The height adjustment of the support 14 can be provided by a number of means, including using a screw that passes through a threaded hole in the outer tube 38 to engage the inner tube using threaded surfaces on the two tubes, etco This height adjustment is preferably provided by a spring-biased detent 42 internal to the inner tube 40, that extends through a hole in the inner tube 40 to engage a through-bore in the outer tube 38. This method of height adjustment is well known in the art and is described, inter alia, by Jong in U.S. Pat No. 4,094, 330, the disclosure of which is herein incorporated by reference.
The base 16 of the head-rest apparatus 10 may have a number of configurations. Generally speaking, this base is made wide enough so that the apparatus does not tip over too easily, but is made narrow enough so as to not impede the free motion of the user's feet. In a preferred embodiment, a base width of about 40 cm and an overall height of about 80 cm have been found to be useful. This base 16 may be conveniently made of the same sort of tubing 44 used in the support 14, or may be made of metal straps 46, as shown in FIG. 2. A base made of metal straps 46 may be configured to be readily demountable for transport or storage-- e.g. may fasten together with a bolt 48, or the like, as shown in FIG. 2.

============================================================

▸ **Required work**: Continue the head-rest apparatus description past its last sentence, keeping the same style.

▸ **Text-to-region grounding data**:
============================================================

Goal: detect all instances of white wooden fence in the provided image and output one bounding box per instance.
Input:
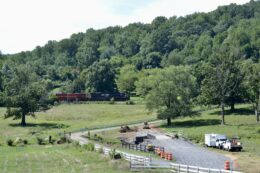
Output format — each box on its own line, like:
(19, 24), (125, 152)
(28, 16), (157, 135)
(95, 145), (151, 165)
(130, 163), (244, 173)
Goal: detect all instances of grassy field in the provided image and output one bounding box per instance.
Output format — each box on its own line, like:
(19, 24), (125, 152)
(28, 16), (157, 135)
(161, 105), (260, 173)
(0, 145), (130, 173)
(0, 103), (155, 144)
(0, 103), (152, 173)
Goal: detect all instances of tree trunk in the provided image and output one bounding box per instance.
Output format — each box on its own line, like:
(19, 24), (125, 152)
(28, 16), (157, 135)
(167, 118), (172, 126)
(255, 102), (259, 123)
(255, 108), (259, 123)
(21, 114), (26, 127)
(230, 99), (235, 112)
(221, 101), (225, 125)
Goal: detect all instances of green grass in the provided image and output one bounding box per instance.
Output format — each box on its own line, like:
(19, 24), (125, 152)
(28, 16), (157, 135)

============================================================

▸ **Exercise answer**:
For the convenience of the user, the head-rest apparatus 10 can incorporate a number of receptacles 50, 52, trays 54, work surfaces, etc. These can include a cup receptacle 50, configured for holding a coffee cup 56 or the like, that may be mounted to the vertical support 14 with a sliding collar 58 secured by a thumb-screw; a general-purpose bin or receptacle 52 that is secured to the vertical support 14 in a like manner with a clamp 60; as well as a writing surface or tray retainer 54, either of which may be used as a book support.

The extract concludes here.